Point-per-instance localization data
────────────────────────────────────────
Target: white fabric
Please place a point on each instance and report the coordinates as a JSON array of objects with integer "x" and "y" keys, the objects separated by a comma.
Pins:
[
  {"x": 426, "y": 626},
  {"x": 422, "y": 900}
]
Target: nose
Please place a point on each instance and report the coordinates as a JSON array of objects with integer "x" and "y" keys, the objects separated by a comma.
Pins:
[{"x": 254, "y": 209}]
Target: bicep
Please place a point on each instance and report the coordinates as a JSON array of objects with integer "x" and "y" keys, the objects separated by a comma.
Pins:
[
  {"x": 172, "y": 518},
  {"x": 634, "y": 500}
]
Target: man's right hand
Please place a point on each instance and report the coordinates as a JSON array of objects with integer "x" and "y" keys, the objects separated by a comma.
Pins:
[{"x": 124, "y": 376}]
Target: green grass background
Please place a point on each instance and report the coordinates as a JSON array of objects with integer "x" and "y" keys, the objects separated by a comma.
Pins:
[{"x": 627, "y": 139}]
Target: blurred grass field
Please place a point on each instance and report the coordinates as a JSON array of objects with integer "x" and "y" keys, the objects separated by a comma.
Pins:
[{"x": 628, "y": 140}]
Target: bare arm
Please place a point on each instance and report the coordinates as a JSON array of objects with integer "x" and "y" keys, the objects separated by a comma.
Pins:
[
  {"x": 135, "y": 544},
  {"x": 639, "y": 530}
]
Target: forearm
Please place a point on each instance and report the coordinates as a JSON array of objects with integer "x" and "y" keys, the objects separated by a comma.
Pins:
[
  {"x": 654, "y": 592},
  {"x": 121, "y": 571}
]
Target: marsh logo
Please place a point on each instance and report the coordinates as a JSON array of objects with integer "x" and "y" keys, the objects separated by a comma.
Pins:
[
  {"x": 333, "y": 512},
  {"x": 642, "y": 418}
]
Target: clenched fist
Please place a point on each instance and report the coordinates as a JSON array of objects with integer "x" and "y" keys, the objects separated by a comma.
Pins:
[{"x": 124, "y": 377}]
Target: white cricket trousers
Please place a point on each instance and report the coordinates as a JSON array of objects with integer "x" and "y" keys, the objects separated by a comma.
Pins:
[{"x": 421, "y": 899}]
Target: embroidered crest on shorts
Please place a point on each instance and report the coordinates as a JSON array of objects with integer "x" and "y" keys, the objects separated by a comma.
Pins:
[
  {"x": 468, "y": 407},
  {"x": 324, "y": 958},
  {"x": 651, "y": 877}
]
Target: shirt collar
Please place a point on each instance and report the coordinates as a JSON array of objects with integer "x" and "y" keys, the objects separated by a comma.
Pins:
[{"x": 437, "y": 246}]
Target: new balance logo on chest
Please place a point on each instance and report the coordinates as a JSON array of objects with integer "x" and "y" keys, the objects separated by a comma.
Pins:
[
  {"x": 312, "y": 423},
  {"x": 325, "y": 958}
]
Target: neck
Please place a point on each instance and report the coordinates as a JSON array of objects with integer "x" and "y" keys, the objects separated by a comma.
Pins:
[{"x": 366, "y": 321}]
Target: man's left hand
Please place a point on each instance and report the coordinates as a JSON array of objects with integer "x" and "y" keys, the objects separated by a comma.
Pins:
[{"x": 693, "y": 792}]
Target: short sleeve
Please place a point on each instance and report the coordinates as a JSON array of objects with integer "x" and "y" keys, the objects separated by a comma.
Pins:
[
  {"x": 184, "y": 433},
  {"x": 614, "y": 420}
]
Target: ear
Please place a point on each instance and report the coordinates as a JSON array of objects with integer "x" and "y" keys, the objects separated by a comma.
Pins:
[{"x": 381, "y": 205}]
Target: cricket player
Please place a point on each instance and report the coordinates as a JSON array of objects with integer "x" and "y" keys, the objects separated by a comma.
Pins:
────────────────────────────────────────
*Instructions for the task*
Each line from the top of the records above through the line containing "Target: nose" needs to be transcribed exactly, and no line after it.

*Reply*
Target: white fabric
Please place a point on each instance and report the coordinates as a JSON array of objects with integer "x" and "y" keys, the objects separated by a comma.
Pins:
[
  {"x": 426, "y": 626},
  {"x": 422, "y": 900}
]
Target: nose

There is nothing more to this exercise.